> What is asked
Please continue the interview about the company's core business and diversification plans, picking up right after its last answer.
:: Page
No. That was not the focus for the company. In this business you are always talking to people but I don’t think anything fundamentally strong came out of it. Various opportunities come by; you look at them… while some pass, you dabble into some. However, none are a part of our core focus area. India video is not on the radar.


As far as distribution is concerned we have tried testing the market through various films but that again is not really a focus area for us. It is just something that we tried to understand a bit more intrinsically and get into the practicalities of how trade operates but it’s not the core operational diversification that we are looking at.


You are already present in the business of supplying equipments like cameras and you also have well established post production facility. Then you even ventured into distribution of films and dabbled with home video. Basically, you were very close to becoming a complete hub, but what exactly happened?

Through my father Naresh Malhotra, production experience has always been part of our history, which has been there and is going to remain. Our objective was not to try and become a completely integrated hub and be present in every business.


The thought has always been on focusing on our core strength and try to use that as part of our diversifications strategy.    


Does lack of talent affect this business? With respect to that haven’t you thought of venturing into schooling business?

The thought has obviously crossed our mind a few times. The thought of starting a school may be easy but to give the right education is more important than just starting a school. It needs more thought and analyzation. Till you don’t have the right teachers imparting the right education, you won’t be able to address that gap.


We are trying to see if we can provide our experience and capabilities to other companies that want to improve their training programmes. We are analyzing those who are present in the space and the kind of work they are doing to see if there are specific inputs and improvements that we can recommend as a result of which we could address that gap.
::::
:: Extracted material
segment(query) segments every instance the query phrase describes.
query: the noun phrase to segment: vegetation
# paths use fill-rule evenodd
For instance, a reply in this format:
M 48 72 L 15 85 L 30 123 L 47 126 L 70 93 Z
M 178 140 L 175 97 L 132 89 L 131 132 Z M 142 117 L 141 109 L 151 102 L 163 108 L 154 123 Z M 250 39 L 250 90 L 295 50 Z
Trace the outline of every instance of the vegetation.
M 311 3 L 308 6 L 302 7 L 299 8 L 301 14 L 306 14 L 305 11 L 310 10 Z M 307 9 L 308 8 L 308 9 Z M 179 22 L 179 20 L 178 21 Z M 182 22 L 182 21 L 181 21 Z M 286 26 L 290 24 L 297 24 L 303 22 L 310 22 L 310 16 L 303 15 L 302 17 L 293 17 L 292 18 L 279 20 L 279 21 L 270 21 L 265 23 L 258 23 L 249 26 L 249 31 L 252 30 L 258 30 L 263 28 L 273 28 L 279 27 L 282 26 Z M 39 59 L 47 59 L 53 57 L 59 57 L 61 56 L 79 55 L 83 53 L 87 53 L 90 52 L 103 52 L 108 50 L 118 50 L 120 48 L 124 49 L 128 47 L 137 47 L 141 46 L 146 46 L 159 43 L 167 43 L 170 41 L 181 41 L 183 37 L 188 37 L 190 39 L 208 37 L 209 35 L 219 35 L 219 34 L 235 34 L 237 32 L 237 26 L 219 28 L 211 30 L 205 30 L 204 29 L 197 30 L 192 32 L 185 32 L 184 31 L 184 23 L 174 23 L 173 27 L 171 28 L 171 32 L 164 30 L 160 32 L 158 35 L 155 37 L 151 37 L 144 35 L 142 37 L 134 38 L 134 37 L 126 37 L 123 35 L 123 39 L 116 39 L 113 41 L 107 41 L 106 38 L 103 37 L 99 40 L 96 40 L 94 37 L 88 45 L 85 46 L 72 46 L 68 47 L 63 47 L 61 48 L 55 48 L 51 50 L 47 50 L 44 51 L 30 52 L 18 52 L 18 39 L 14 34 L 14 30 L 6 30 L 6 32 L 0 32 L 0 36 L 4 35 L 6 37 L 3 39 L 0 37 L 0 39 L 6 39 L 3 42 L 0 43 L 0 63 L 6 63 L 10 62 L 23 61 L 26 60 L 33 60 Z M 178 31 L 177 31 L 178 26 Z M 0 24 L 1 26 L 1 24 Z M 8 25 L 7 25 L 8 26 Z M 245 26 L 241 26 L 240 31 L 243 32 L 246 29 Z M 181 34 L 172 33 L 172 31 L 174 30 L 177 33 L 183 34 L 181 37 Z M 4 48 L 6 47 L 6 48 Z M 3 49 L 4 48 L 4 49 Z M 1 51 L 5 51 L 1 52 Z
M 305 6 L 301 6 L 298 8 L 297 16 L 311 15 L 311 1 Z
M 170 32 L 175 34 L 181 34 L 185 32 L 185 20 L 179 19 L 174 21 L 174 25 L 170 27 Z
::::
> Output for this exercise
With respect to outsourcing of work from other countries, is the market growth satisfactory or is it still under utilized?

I think we are not even at the tip of the iceberg; we are far from unlocking anything on that side. The bigger challenge right now in front of us is to get to a point where we can say we are ready to be outsourced to. As soon as we have that going, then we have got the capability to see how much we can exploit.


That is really where our focus and direction is moving towards. I believe that given the right positioning, talent and environment, it is a matter of time before that becomes a reality.


Oftentimes post production studios are accused of leaking copies of a movie in the pirated market. So is there some sort of security that you ensure for your clients? 

Although we are in the post production business, we rarely have an entire film together. We are always working on parts of a film. If we work on the visual somebody somewhere else is working on the sound, so you will never get a finished output from a post production company till almost a week before the release of the film.


The quality of the pirated product is of a very high standard, which comes in through some international locations. For the overseas release of a film, the prints start getting dispatched by Monday or Tuesday and I think that is the time when the window is open for piracy to happen take place. This is the crucial period when the film has reached its destination but has not yet released.


What is the holding of the partners in Prime Focus? Recently there was a bulk selling deal under Mr Manmohan Shetty’s name. Comment.

The public holds about 20 per cent in our company and about 25 per cent is held by our key investors. The balance 55 per cent is with the family.


Manmohan Shetty’s holdings were not sold in the open market but bought by an institutional investor.